Location labeling rows

++++++++++++++++++++

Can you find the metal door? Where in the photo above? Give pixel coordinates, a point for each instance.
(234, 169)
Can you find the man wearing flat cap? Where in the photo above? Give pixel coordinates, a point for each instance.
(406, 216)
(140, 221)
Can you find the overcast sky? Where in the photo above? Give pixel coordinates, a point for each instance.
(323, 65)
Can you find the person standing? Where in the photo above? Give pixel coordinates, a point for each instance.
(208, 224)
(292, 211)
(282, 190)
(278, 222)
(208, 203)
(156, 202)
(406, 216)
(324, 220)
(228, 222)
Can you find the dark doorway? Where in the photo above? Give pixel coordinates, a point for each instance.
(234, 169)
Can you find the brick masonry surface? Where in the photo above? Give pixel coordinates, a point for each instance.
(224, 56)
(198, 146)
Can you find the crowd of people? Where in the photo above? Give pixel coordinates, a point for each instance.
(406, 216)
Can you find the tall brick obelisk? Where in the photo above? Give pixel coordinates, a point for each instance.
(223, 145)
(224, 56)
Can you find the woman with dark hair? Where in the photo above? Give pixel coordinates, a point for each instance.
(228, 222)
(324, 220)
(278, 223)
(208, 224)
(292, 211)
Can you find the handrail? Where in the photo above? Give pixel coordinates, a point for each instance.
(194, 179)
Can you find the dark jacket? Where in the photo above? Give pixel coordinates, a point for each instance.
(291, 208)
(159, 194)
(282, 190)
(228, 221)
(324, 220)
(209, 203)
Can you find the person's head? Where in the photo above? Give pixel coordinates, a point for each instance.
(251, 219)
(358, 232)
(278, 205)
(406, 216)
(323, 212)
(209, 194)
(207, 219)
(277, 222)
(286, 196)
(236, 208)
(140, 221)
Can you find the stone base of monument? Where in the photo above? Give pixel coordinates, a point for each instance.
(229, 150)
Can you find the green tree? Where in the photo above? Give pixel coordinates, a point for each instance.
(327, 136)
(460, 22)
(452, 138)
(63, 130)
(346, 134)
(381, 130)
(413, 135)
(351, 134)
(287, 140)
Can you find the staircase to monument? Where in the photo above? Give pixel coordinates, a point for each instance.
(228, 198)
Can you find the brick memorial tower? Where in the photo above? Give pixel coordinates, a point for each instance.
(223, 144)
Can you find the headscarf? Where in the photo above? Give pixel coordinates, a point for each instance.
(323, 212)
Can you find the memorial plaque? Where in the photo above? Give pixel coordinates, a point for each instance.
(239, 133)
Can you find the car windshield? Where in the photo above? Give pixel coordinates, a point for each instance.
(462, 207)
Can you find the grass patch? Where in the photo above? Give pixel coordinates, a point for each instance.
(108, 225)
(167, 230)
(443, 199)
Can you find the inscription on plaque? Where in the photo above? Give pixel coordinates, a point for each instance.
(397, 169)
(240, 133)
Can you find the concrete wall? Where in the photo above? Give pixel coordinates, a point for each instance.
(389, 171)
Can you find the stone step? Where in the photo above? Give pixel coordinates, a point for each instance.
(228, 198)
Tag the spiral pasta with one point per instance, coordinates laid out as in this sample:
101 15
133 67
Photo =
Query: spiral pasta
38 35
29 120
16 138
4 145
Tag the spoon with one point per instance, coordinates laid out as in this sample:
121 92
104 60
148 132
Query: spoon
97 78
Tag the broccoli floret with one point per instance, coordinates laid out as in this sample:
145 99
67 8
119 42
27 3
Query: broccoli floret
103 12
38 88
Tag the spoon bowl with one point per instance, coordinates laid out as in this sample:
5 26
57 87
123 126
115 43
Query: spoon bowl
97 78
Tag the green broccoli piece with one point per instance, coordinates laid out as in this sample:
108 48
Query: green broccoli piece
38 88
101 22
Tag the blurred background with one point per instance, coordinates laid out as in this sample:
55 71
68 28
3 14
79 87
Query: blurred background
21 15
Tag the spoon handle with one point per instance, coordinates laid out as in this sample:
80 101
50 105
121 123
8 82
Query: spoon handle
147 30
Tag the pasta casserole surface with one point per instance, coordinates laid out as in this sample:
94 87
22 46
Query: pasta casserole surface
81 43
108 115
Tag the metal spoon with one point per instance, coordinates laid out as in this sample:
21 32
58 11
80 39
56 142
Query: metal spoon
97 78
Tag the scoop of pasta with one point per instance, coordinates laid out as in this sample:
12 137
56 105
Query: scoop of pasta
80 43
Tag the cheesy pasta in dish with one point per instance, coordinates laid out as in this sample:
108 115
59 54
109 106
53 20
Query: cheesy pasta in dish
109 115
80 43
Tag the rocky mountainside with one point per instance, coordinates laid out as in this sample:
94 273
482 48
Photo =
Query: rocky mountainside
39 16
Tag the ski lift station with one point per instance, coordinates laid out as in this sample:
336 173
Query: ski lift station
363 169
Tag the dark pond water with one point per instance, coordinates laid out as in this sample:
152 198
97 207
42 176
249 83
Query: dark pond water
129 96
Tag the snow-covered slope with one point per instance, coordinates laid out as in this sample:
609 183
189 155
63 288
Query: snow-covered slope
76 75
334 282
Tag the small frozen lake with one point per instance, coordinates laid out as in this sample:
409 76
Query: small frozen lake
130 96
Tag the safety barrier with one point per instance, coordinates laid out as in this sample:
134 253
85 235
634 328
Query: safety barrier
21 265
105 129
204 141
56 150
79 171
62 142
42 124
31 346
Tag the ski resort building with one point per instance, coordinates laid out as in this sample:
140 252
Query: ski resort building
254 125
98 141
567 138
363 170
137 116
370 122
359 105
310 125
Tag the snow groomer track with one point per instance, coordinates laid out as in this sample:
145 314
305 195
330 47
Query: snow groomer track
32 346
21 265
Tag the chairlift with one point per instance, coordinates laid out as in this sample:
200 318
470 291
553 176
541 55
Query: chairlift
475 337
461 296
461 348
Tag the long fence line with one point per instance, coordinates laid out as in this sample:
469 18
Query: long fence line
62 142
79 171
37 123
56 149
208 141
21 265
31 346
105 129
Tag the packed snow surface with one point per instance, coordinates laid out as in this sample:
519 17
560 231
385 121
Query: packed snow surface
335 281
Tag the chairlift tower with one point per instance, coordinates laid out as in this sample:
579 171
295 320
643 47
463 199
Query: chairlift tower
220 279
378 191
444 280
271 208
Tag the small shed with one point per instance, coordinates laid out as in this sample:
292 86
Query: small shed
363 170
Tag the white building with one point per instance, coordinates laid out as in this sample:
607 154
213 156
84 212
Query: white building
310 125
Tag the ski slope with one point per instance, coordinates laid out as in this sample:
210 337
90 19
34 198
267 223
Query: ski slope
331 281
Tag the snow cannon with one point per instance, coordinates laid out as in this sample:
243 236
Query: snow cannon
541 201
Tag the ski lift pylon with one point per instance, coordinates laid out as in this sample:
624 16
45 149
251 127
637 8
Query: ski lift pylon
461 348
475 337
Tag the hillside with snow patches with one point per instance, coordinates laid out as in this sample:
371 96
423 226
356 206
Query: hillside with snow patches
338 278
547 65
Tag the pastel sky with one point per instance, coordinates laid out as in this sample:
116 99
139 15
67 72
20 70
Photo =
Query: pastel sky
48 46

++++++++++++++++++++

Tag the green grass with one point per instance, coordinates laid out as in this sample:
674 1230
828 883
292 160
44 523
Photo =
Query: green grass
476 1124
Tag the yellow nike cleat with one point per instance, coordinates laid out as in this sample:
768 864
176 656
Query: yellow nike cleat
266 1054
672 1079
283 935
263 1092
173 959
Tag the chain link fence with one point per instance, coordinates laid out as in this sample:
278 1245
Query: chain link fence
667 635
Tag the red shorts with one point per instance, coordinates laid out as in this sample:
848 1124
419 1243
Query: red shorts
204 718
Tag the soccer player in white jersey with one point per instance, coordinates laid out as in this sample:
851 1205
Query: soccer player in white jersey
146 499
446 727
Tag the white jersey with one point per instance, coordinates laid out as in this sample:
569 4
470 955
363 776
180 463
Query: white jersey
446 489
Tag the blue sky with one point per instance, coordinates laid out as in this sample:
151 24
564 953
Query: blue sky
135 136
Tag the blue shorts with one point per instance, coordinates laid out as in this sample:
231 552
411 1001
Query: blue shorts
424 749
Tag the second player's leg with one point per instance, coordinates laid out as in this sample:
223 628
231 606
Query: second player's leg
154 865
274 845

++++++++++++++++++++

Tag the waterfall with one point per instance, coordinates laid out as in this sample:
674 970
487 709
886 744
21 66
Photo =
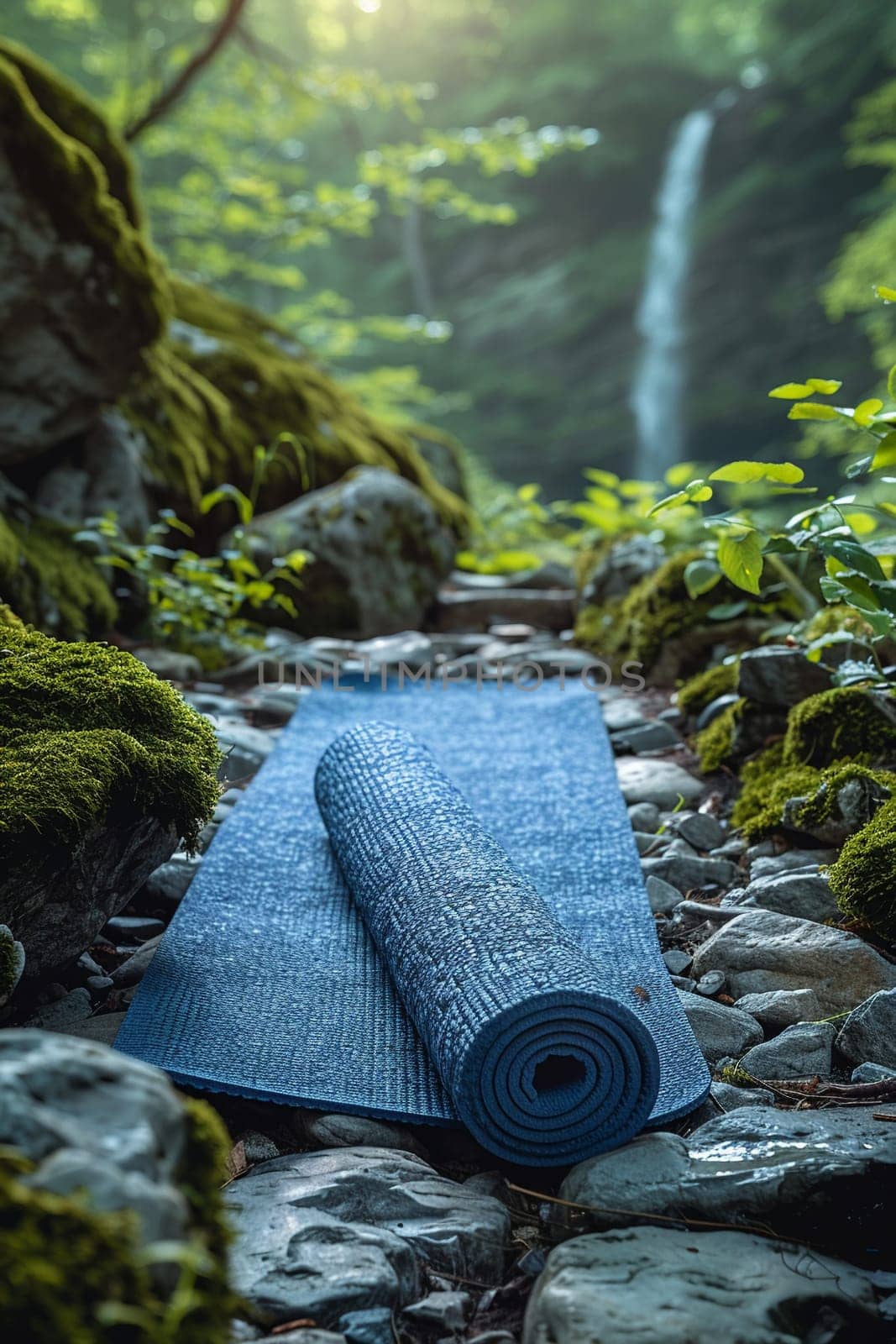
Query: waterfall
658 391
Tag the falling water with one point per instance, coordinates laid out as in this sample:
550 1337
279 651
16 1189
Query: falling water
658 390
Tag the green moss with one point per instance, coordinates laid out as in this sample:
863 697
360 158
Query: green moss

++++++++++++++++++++

Written exercise:
Pick out every row above that contains the word "memorial", matching case exactly, and copy each of those rows in full.

Reply to the exercise:
Can you find the brick memorial tower? Where in the photo above? Give pixel coordinates, a point for each instance.
Can you find the memorial plaque? Where in the photo above? Give pixel coordinates, a point for each instance.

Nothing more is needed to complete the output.